_Required work_: Find every line in the records that holds the string "fence". Copy each one.

-*-*-

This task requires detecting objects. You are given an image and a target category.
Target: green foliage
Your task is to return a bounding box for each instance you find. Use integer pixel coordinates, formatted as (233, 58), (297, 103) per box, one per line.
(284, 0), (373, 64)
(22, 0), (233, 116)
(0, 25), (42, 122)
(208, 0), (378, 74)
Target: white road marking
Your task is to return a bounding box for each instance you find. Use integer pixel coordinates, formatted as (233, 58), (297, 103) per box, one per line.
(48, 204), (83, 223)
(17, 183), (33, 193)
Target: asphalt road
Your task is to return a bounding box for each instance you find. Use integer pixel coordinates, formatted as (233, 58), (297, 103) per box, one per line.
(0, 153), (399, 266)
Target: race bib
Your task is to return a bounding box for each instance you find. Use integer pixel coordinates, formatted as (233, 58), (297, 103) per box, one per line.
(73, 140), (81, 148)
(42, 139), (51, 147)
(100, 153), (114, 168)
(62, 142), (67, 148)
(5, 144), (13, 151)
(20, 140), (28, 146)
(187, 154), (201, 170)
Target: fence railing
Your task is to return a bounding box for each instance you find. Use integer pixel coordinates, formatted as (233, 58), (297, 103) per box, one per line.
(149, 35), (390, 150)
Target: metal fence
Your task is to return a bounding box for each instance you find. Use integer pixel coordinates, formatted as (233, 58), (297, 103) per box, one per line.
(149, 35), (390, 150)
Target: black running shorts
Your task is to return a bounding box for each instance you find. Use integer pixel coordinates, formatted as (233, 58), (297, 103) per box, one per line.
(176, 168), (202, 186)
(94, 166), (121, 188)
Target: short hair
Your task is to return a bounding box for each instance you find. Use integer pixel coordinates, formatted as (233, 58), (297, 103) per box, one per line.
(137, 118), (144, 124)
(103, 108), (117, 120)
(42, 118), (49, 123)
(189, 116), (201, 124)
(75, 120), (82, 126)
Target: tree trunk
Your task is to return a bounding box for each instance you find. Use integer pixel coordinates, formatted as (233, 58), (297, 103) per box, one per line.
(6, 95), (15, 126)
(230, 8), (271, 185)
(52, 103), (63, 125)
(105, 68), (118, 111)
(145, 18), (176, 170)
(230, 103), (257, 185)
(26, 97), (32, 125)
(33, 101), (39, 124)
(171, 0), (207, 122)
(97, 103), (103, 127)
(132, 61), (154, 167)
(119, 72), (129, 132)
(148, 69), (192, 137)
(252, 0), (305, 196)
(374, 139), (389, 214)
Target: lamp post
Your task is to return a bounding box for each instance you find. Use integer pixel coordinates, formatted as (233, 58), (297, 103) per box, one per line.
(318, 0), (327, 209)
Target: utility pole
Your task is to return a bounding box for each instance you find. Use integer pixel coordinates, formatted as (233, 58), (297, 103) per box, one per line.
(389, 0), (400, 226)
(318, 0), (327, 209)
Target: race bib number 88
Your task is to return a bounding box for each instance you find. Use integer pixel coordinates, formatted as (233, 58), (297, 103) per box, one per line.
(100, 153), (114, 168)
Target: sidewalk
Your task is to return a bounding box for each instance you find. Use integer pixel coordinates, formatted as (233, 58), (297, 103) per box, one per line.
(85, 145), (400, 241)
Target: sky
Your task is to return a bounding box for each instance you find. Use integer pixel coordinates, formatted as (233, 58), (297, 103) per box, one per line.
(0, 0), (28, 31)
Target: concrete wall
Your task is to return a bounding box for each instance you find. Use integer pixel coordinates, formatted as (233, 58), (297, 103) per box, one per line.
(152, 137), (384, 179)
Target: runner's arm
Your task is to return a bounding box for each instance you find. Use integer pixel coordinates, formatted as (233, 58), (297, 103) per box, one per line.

-*-*-

_Finished task_:
Target: fence railing
Target: metal fence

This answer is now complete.